Sea como fuere, la realidad es que aun cuando se ha aplicado el 86,6% de las dosis que han llegado a nuestro país, el mejor ritmo de administración (unas 60.000 dosis diarias) queda todavía muy lejos del que se requiere (unas 300.000 dosis diarias) para haber vacunado al 70% de la población al final del verano. La velocidad no es suficiente: tenemos que multiplicar por cinco el ritmo diario de vacunación, como mínimo deberíamos administrar dos millones de dosis por semana. Al ritmo actual, el objetivo marcado no se alcanzaría siquiera en las Navidades de 2021, por lo que las comunidades autónomas deberán adoptar las medidas necesarias (incluyendo eventuales refuerzos) para evitar demoras.
Sin dejar de condenar los comportamientos pícaros y oportunistas a la hora de vacunarse que se han producido en España, aunque solo sea porque contribuyen a deslegitimar la estrategia de vacunación acordada, nuestro principal reto sigue siendo éste: vacunar al 70% de la población a final de verano. La incapacidad de varias comunidades autónomas, pese a haber sido alertadas desde hace meses, de proveerse de las jeringuillas necesarias para no desperdiciar la “sexta dosis” vuelve a poner en el dedo en la llaga de la desigual gestión que del proceso de vacunación están haciendo los gobiernos autonómicos.
En conclusión, enfrentamos unas semanas muy difíciles en las que al aumento de la presión asistencial y del número de fallecimientos debido al aumento de la incidencia tras las fiestas navideñas, podrían sumarse incrementos adicionales causados por las nuevas variantes del coronavirus, así como también disminuciones y/o retrasos en el ritmo del suministro de vacunas que podrían comprometer el logro del objetivo de inmunización planteado. Una conjunción de tendencias que tendría efectos extraordinariamente negativos sobre unas sociedades muy fatigadas y unos sistemas de salud exhaustos.
Por supuesto, no se trata de un escenario inevitable y ojalá que al final de cuentas no se produzca. Pero para evitarlo, la evolución de las variables que lo configuran –incidencia de nuevos casos, presión asistencial y ritmo de suministro y administración de las vacunas– deberán ser seguidas con gran cuidado, interviniéndose sobre ellas con las indispensables anticipación y contundencia, tanto en el ámbito de la Unión Europea como en el de los Estados miembros.

■ PREGUNTAS DE ESTUDIO
1. Según el texto sobre la vacunación, ¿cuántas dosis diarias se necesitarían para vacunar al 70% de la población al final del verano?
2. Resume en dos o tres oraciones el párrafo del texto sobre la vacunación que empieza con "En conclusión, enfrentamos".
3. Prolonga el texto sobre la campaña de vacunación con un párrafo que siga a su última oración.
Las filas no son necesarias para resolver nada.

■ MATERIAL PROPORCIONADO
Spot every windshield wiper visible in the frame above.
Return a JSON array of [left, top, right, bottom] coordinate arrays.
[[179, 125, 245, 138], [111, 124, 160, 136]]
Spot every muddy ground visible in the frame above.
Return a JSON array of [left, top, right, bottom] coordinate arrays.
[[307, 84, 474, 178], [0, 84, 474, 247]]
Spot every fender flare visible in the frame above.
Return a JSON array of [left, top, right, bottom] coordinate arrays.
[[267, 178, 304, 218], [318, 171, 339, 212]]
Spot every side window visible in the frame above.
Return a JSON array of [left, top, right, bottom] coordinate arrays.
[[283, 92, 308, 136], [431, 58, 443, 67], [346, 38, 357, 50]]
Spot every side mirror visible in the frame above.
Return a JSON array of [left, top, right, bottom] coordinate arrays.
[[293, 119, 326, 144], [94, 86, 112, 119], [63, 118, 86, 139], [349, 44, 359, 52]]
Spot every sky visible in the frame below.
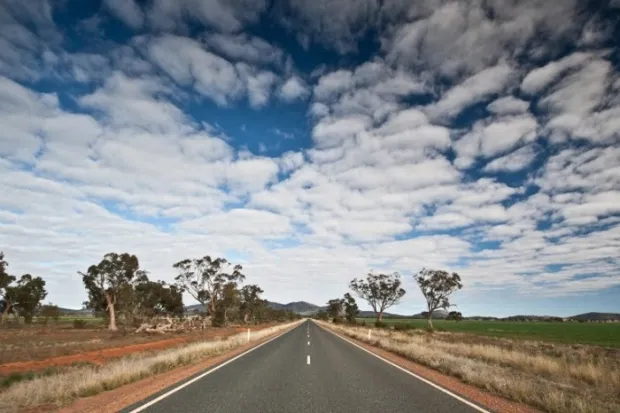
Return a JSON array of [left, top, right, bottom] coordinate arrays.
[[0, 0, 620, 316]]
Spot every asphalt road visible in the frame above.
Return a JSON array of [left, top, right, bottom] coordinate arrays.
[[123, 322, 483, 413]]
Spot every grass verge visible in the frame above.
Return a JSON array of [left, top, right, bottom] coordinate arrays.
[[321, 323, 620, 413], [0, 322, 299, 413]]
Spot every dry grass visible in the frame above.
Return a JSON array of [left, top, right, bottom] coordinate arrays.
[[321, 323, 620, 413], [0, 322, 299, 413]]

■ RESPUESTAS
1. Unas 300.000 dosis diarias.

2. Se avecinan semanas muy difíciles. El aumento de la incidencia tras las fiestas navideñas ya eleva la presión asistencial y los fallecimientos, y a ello podrían sumarse las nuevas variantes del coronavirus y reducciones o retrasos en el suministro de vacunas que pondrían en riesgo el objetivo de inmunización. Esa combinación tendría efectos muy negativos sobre sociedades fatigadas y sistemas de salud exhaustos.

3.
España debe presionar para que la Unión Europea mejore sus mecanismos de información y de propuestas de actuación conjunta a los Estados miembros en la lucha contra la pandemia, con recomendaciones claras y precisas. Aun cuando muchas de las competencias sanitarias sigan residiendo en los Estados miembros, desde el inicio de la pandemia ha quedado clara la necesidad de fortalecer una autoridad sanitaria europea con mayores capacidades y atribuciones frente a aquellos retos de salud pública que afecten a más de un Estado miembro.
De todos modos, seamos claros: no habrá recuperación económica en el espacio económico europeo sin abatir drástica y rápidamente la curva de contagios y aumentar sustancialmente el ritmo de vacunación. Y esto no se logrará actuando como se ha hecho desde el final de la primera ola hasta aquí, es decir, arrastrando los pies cuando la curva de contagios sube y corriendo para desescalar las medidas cuando se llega a la meseta o se apunta un cierto descenso. La experiencia ha demostrado que este comportamiento “procíclico”, muy distinto del seguido en varios países de Asia y de Oceanía que decidieron ser mucho más contundentes para frenar desde un principio la transmisión comunitaria, nos lleva a pagar un altísimo precio en sufrimiento y mortalidad evitables sin que, pese a ello, se reactive la actividad económica.